## WRITTEN INSTRUCTION
Report every line below that contains the word "window", copying each such line in full. Only matches with the same capitalization count.

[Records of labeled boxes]
● ● ● ●

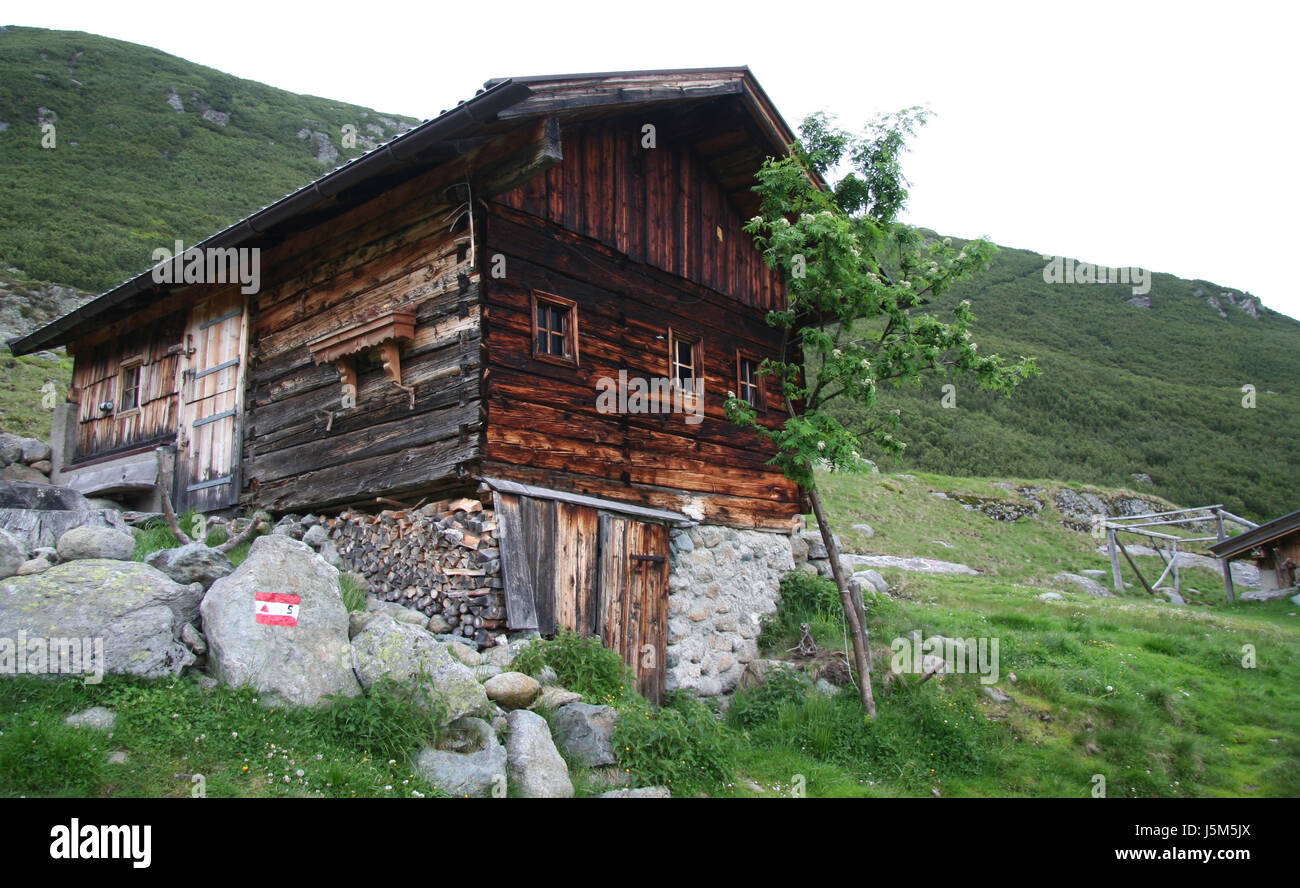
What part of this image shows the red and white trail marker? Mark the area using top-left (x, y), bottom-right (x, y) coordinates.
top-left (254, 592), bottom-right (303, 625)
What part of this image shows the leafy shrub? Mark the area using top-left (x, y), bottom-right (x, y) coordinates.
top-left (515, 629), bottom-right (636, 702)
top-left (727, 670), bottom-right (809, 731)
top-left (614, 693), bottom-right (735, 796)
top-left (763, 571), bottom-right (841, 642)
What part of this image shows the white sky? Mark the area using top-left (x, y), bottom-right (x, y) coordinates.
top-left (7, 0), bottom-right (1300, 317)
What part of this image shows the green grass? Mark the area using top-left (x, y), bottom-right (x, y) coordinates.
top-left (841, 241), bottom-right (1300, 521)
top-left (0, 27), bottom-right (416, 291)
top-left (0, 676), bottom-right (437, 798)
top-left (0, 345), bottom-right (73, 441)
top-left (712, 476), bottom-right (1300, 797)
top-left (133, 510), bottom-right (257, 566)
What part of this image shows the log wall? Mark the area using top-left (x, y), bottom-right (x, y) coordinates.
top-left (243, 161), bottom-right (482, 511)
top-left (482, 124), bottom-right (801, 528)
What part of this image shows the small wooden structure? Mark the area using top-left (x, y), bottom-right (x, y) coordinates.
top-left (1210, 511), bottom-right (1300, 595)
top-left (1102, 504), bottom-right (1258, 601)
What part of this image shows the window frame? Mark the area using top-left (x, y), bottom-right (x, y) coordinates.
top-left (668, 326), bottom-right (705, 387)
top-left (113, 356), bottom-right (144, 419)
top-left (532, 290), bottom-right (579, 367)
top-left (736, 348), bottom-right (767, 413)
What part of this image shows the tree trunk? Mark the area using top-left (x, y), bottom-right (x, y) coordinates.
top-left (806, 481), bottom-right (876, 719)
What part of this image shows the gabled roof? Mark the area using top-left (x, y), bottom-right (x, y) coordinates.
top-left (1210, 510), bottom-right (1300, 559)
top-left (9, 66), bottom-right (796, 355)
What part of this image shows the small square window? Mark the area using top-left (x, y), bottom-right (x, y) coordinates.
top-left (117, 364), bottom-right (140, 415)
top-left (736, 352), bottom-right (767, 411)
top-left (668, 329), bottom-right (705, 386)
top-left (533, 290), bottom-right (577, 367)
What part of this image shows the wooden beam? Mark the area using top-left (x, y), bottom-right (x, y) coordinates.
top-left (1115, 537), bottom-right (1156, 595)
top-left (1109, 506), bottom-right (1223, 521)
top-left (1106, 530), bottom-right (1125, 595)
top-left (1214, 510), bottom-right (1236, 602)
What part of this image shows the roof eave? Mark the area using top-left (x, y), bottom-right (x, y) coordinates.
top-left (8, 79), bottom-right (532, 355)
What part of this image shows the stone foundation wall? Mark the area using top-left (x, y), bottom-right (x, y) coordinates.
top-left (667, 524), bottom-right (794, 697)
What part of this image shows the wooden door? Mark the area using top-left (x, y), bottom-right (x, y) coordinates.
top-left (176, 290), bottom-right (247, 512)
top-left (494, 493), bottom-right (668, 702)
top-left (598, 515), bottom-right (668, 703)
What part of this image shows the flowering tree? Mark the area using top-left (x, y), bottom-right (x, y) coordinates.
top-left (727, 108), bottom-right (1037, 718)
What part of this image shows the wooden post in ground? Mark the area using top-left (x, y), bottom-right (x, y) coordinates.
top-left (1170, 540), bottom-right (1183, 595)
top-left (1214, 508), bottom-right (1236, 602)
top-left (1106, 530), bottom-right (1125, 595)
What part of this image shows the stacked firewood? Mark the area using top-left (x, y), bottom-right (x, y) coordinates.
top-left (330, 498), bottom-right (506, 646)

● ● ● ●

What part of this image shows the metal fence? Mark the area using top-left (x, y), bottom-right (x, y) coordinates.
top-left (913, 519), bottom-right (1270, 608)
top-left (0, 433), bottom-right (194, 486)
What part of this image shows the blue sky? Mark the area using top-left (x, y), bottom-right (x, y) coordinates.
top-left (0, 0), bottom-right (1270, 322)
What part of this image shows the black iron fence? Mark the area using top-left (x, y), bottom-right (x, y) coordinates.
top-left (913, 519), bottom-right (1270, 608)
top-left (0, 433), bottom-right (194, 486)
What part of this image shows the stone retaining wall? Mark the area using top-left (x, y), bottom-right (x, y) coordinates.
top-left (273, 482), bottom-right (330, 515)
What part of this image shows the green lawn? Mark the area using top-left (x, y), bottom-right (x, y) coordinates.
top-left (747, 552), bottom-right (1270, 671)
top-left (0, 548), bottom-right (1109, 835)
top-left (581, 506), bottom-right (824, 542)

● ● ● ●

## FULL SOLUTION
What part of this image shows the window frame? Mark the area using top-left (x, y), bottom-right (x, y) coordinates.
What part of this image shows the small square window? Mark the area using top-left (x, y), bottom-right (x, y) coordinates.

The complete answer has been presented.